List all lines of the data containing the word "below".

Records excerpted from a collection

==============================

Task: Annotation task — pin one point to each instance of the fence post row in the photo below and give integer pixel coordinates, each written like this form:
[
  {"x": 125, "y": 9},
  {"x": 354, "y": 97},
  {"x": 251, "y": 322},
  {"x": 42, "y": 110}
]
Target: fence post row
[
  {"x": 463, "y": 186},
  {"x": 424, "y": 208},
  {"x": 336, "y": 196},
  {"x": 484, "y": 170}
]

==============================

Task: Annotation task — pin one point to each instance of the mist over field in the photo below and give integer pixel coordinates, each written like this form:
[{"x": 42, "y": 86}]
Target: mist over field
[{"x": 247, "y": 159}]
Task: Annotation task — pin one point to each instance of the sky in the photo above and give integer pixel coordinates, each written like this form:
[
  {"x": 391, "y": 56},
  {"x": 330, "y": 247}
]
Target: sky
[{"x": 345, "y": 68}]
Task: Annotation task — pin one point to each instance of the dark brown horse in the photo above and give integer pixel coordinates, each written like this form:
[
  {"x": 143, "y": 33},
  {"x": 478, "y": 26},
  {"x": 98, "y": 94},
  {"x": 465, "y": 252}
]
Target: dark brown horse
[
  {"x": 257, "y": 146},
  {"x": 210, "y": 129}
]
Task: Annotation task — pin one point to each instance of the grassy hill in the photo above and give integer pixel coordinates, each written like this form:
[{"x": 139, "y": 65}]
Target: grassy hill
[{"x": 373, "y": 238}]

==============================

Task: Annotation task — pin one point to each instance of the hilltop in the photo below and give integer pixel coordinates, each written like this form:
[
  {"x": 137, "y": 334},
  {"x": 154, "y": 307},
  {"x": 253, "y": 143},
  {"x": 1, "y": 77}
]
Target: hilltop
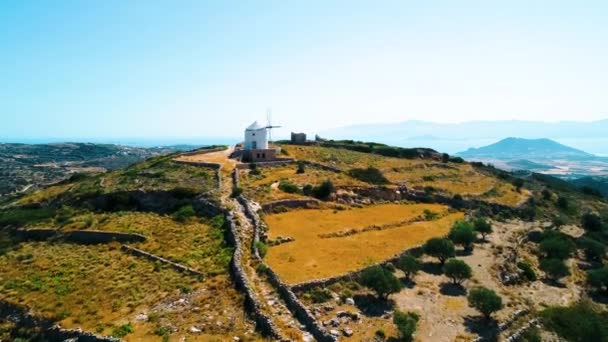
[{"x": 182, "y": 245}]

==============================

(ANSWER TO THIS EXERCISE):
Task: Annotation task — pin one point to each instance of the fence post row in the photo below and give integer pixel coordinates, each written like this form:
Task: Annotation task — pin one point to each instance of the mist over field in the photo below and give integer pixel coordinates, each written like this form:
Task: Annotation task — pin one point to each instance of the hilltop in the photo below and give integer pixel coordinates, each written like this form:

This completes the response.